• [SET PROBLEM 1]
In the article on India's Rocket Force, who announced in September 2021 that India was looking to set up a "Rocket Force"?
• [SET PROBLEM 2]
Condense the paragraph beginning "In September 2021" from the article on India's Rocket Force into a short bulleted list that keeps its main facts.
* begin DOCUMENT SECTION *
The idea of an Integrated Rocket Force is a clear signal that India is wholeheartedly embracing the era of “non-contact” warfare in a joint force environment.

By Saurav Jha

In September 2021, India’s Chief of Defense Staff (CDS), General Bipin Rawat, stated that India was looking to set up a “Rocket Force” of its own. This announcement was in many ways a belated recognition of a stark asymmetry that currently exists in the China-India military balance – the People’s Liberation Army Rocket Force (PLARF) has the ability to mount a major conventional missile strike campaign against critical Indian military and civilian targets with New Delhi’s response options being limited in comparison. Such a missile strike campaign could inflict tremendous pain while remaining below the nuclear threshold. Naturally, the long standoff between Indian and Chinese forces along the Line of Actual Control (LAC) that began in summer 2020 has catalyzed New Delhi’s intention to appreciably reduce, if not remove, this asymmetry.
* end DOCUMENT SECTION *
* begin ROWS *
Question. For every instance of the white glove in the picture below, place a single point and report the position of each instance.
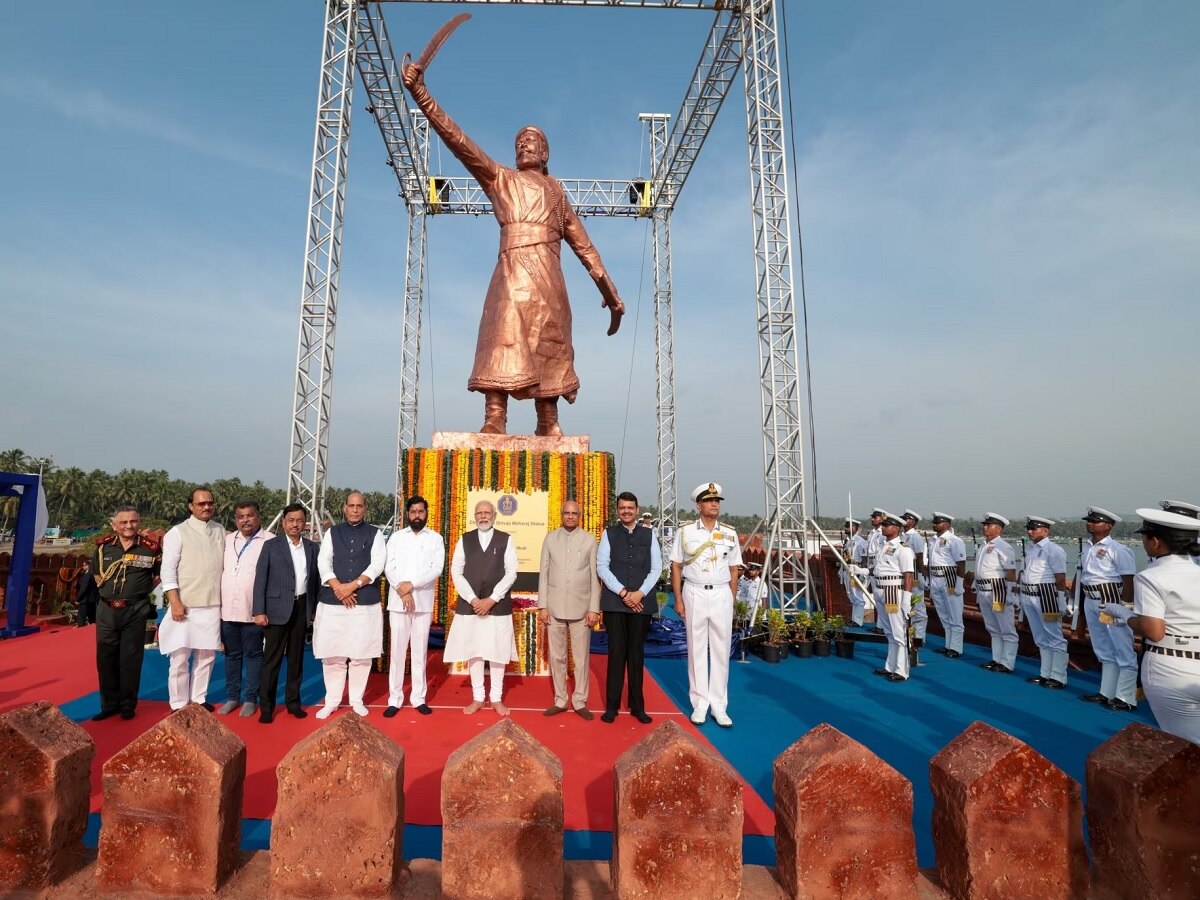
(1120, 612)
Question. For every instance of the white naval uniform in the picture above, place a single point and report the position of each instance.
(1043, 561)
(891, 564)
(1169, 589)
(997, 599)
(1102, 568)
(417, 557)
(916, 541)
(875, 540)
(946, 551)
(858, 598)
(707, 558)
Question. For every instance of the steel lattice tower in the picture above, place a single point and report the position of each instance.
(744, 35)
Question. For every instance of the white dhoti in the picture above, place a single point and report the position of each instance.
(346, 640)
(193, 641)
(408, 629)
(478, 639)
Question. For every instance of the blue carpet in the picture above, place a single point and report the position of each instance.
(905, 724)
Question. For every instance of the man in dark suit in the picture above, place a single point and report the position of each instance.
(87, 597)
(286, 585)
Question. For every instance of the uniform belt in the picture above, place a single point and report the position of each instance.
(1173, 652)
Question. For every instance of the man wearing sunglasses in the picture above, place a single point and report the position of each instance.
(192, 562)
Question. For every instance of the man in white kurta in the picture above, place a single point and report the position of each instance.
(190, 634)
(347, 631)
(484, 568)
(415, 561)
(706, 561)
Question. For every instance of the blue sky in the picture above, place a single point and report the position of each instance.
(1000, 209)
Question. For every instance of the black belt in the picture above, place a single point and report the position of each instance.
(1173, 652)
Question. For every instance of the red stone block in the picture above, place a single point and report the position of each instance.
(1007, 822)
(677, 820)
(172, 816)
(45, 789)
(1144, 815)
(843, 821)
(502, 819)
(339, 825)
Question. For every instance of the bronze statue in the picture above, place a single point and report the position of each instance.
(525, 334)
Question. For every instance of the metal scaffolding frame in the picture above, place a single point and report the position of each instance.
(744, 33)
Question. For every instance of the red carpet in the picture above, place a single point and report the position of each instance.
(59, 666)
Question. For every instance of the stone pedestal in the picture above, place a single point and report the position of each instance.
(339, 825)
(1144, 815)
(1007, 822)
(172, 817)
(502, 819)
(677, 822)
(45, 790)
(843, 821)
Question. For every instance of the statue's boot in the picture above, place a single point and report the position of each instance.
(547, 418)
(496, 413)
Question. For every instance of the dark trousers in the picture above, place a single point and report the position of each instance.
(120, 641)
(282, 641)
(243, 641)
(627, 652)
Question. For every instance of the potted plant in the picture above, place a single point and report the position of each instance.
(777, 636)
(802, 635)
(820, 634)
(841, 647)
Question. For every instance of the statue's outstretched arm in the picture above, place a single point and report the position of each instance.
(478, 163)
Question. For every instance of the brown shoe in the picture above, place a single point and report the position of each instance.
(496, 413)
(547, 418)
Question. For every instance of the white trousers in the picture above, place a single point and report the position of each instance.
(709, 613)
(335, 670)
(189, 683)
(1173, 689)
(949, 611)
(1048, 636)
(1113, 646)
(409, 635)
(475, 669)
(1001, 625)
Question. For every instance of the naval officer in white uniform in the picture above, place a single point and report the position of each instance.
(1167, 613)
(706, 558)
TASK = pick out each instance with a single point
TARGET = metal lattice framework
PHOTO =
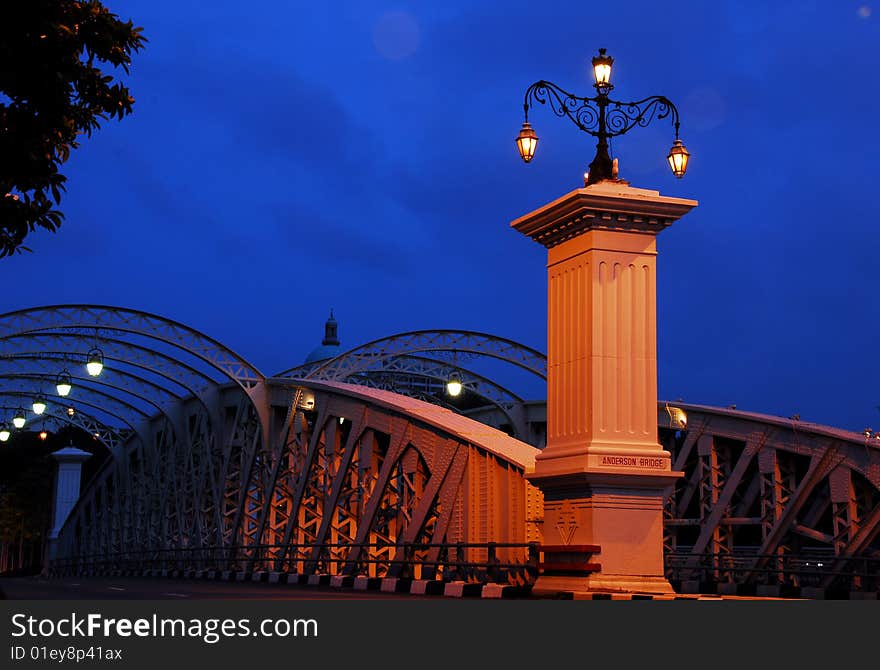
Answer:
(373, 355)
(767, 500)
(322, 470)
(151, 365)
(392, 363)
(349, 480)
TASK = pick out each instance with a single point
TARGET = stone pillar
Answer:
(70, 460)
(603, 472)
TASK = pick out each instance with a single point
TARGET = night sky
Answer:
(287, 158)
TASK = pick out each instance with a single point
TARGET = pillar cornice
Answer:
(606, 205)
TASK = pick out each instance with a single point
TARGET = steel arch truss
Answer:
(391, 363)
(99, 318)
(371, 356)
(771, 501)
(344, 484)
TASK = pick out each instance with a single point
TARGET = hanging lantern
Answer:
(527, 142)
(602, 69)
(63, 384)
(678, 158)
(95, 362)
(39, 405)
(454, 385)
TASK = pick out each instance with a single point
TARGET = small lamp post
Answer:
(601, 117)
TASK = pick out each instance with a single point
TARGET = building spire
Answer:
(331, 335)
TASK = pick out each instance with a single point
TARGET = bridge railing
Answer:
(796, 570)
(497, 562)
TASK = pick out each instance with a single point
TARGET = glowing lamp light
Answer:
(677, 417)
(678, 158)
(95, 362)
(39, 404)
(527, 142)
(602, 69)
(63, 384)
(454, 386)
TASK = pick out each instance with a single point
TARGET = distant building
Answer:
(329, 347)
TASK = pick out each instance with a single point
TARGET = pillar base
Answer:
(548, 585)
(603, 530)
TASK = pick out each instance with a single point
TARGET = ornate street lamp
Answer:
(95, 362)
(63, 383)
(601, 117)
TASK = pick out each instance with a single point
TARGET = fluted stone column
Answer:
(603, 472)
(70, 460)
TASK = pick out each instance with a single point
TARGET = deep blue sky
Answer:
(285, 158)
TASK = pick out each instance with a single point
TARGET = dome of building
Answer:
(329, 347)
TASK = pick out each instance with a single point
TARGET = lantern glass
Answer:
(63, 384)
(454, 385)
(95, 362)
(39, 405)
(602, 69)
(527, 142)
(678, 159)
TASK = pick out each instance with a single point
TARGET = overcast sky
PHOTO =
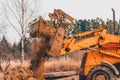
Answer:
(79, 9)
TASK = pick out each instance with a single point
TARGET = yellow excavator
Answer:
(100, 62)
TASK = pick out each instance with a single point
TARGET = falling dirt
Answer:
(39, 55)
(19, 73)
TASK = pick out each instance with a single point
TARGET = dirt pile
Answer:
(19, 73)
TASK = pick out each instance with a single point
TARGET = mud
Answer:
(19, 73)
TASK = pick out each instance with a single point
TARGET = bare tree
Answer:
(19, 13)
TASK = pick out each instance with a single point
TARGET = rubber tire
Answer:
(107, 72)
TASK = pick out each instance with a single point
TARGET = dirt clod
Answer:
(18, 73)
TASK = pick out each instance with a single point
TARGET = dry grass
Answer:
(62, 64)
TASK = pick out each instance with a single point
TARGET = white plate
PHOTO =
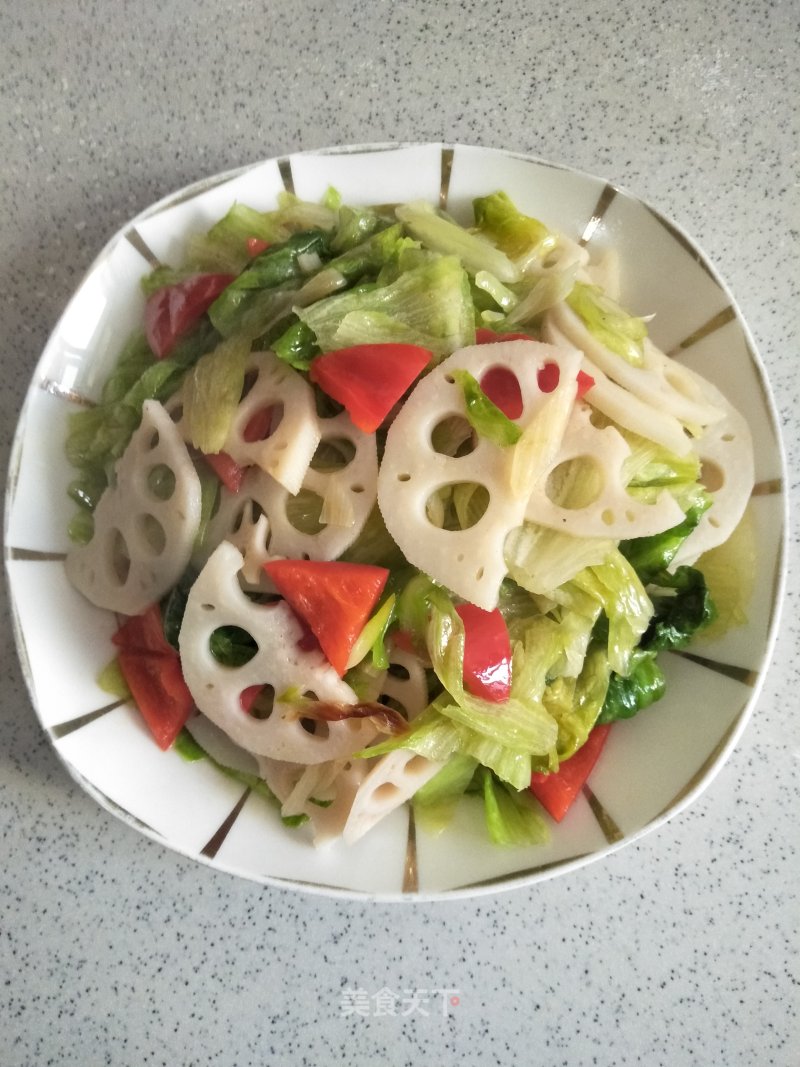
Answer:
(653, 765)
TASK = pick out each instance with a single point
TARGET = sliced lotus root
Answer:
(275, 425)
(338, 491)
(281, 665)
(725, 450)
(240, 520)
(469, 561)
(298, 786)
(609, 510)
(393, 780)
(653, 382)
(144, 524)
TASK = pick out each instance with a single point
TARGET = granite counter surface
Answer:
(681, 950)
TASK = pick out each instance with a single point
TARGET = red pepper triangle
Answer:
(335, 600)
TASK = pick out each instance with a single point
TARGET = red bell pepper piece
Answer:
(172, 311)
(486, 653)
(557, 792)
(369, 379)
(501, 386)
(226, 470)
(152, 668)
(334, 599)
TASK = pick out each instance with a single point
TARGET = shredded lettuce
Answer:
(435, 802)
(515, 234)
(611, 324)
(211, 394)
(484, 416)
(373, 636)
(428, 304)
(513, 817)
(643, 685)
(264, 288)
(449, 239)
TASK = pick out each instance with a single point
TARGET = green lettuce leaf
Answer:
(611, 324)
(435, 802)
(513, 817)
(265, 287)
(448, 238)
(484, 416)
(429, 304)
(515, 234)
(627, 696)
(683, 607)
(211, 393)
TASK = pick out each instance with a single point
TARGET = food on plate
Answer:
(398, 509)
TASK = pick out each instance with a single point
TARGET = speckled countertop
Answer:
(681, 950)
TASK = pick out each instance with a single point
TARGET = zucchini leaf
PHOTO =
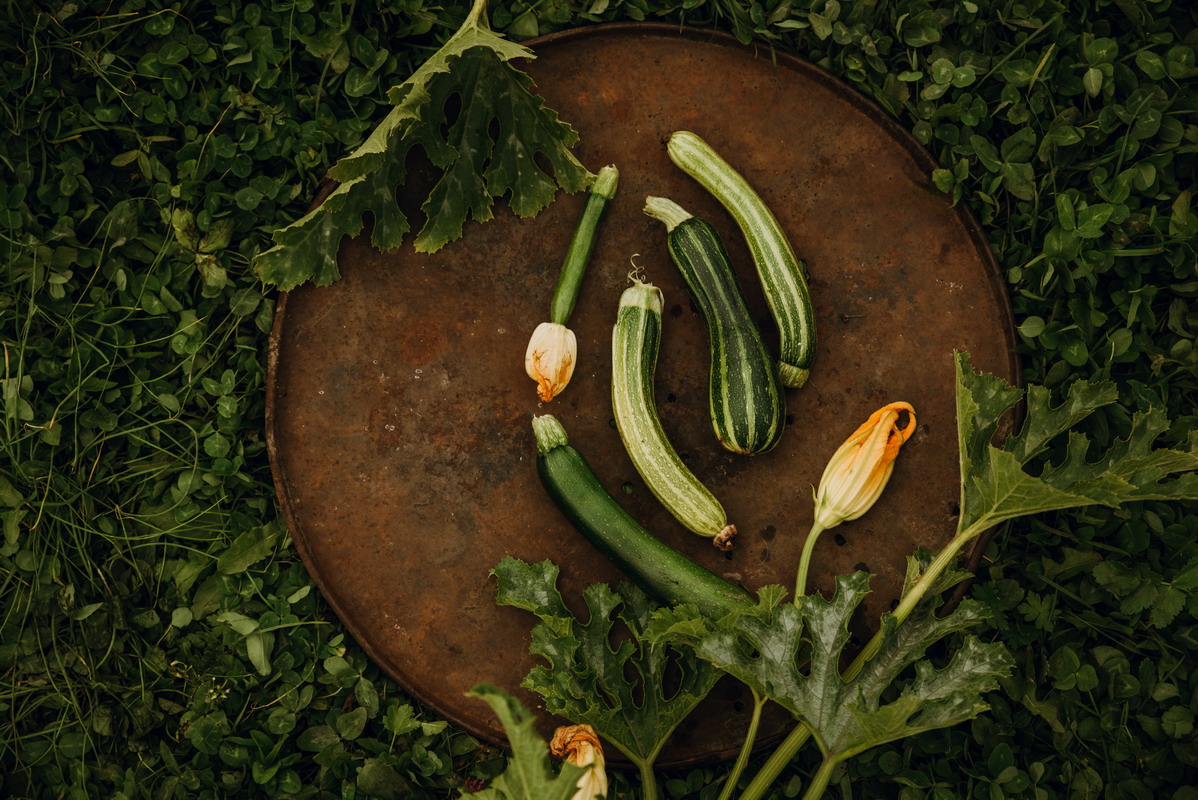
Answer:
(586, 679)
(792, 654)
(994, 485)
(484, 150)
(530, 774)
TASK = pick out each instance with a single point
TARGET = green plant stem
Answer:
(778, 761)
(648, 781)
(730, 783)
(799, 735)
(820, 781)
(800, 579)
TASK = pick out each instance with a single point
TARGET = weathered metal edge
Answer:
(653, 29)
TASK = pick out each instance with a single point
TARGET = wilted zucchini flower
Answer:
(855, 476)
(552, 351)
(580, 746)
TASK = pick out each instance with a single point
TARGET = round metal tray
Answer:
(399, 411)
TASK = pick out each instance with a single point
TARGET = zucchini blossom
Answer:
(552, 351)
(581, 747)
(860, 468)
(855, 476)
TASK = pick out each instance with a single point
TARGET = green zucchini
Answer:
(659, 569)
(782, 276)
(745, 399)
(634, 355)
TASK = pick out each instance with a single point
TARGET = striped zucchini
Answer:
(745, 399)
(658, 568)
(635, 340)
(782, 276)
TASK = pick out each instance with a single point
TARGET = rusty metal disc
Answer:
(399, 411)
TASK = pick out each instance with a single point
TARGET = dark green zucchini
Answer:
(745, 397)
(659, 569)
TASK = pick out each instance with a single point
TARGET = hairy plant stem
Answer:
(799, 735)
(648, 781)
(820, 780)
(800, 579)
(730, 783)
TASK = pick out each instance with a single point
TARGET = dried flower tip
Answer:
(580, 746)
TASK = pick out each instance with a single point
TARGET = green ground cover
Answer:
(158, 636)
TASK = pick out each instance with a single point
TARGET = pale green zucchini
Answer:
(745, 399)
(635, 340)
(782, 276)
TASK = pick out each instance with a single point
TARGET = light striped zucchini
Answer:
(658, 568)
(782, 276)
(745, 399)
(635, 340)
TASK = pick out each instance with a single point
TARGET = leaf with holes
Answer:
(530, 774)
(994, 484)
(489, 149)
(587, 677)
(792, 653)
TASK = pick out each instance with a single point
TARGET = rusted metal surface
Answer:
(399, 411)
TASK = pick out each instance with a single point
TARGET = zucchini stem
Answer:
(666, 211)
(648, 780)
(730, 783)
(800, 579)
(578, 256)
(820, 780)
(549, 432)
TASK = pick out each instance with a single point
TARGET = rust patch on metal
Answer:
(398, 411)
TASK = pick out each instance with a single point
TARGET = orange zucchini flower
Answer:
(859, 470)
(581, 747)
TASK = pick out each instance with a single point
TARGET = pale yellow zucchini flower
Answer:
(552, 351)
(580, 746)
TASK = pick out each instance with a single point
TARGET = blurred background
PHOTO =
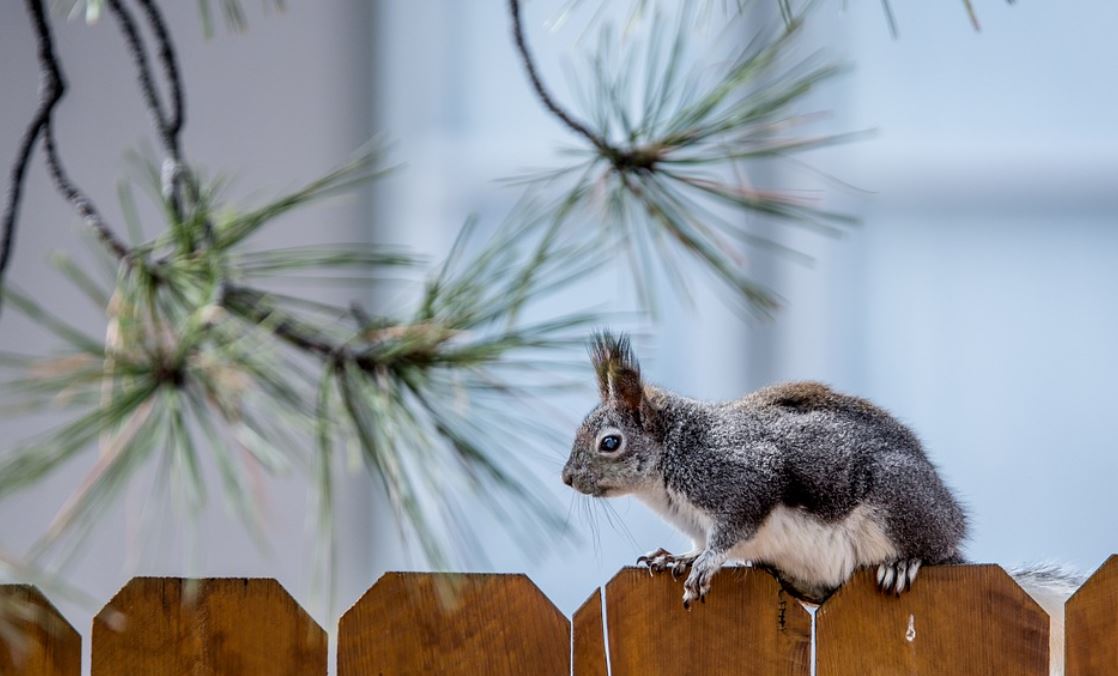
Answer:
(975, 301)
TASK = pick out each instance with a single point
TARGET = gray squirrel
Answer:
(798, 478)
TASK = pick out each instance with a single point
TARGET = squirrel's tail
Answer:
(1050, 586)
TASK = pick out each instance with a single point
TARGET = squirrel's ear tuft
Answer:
(617, 370)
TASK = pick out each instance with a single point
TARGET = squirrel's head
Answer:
(617, 447)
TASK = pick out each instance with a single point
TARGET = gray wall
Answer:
(271, 108)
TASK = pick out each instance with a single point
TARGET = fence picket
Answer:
(35, 639)
(453, 624)
(956, 619)
(747, 626)
(1092, 624)
(204, 627)
(589, 638)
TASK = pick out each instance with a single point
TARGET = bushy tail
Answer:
(1050, 586)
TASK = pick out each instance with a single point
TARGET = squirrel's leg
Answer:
(709, 561)
(661, 560)
(894, 577)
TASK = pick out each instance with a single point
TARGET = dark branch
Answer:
(518, 34)
(139, 54)
(50, 92)
(75, 197)
(167, 56)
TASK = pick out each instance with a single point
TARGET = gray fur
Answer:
(720, 470)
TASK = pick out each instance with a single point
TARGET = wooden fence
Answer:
(957, 620)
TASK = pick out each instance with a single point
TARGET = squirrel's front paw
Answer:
(898, 575)
(661, 560)
(697, 586)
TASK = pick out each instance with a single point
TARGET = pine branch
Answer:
(541, 92)
(82, 203)
(51, 89)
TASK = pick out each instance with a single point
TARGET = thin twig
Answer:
(78, 199)
(139, 54)
(518, 34)
(167, 55)
(51, 88)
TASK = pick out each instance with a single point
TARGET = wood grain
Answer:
(1092, 624)
(170, 626)
(588, 637)
(956, 619)
(35, 639)
(486, 625)
(747, 626)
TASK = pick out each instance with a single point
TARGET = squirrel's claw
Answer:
* end ROWS *
• [TASK OUTPUT 1]
General Bipin Rawat, India's Chief of Defense Staff.

• [TASK OUTPUT 2]
- In September 2021, India's Chief of Defense Staff, General Bipin Rawat, said India was looking to set up its own "Rocket Force."
- The announcement belatedly recognized an asymmetry in the China-India military balance: the People's Liberation Army Rocket Force (PLARF) can mount a major conventional missile strike campaign against critical Indian military and civilian targets, while New Delhi's response options are comparatively limited.
- Such a campaign could inflict tremendous pain while staying below the nuclear threshold.
- The standoff between Indian and Chinese forces along the Line of Actual Control (LAC), which began in summer 2020, has spurred New Delhi's intention to appreciably reduce, if not remove, this asymmetry.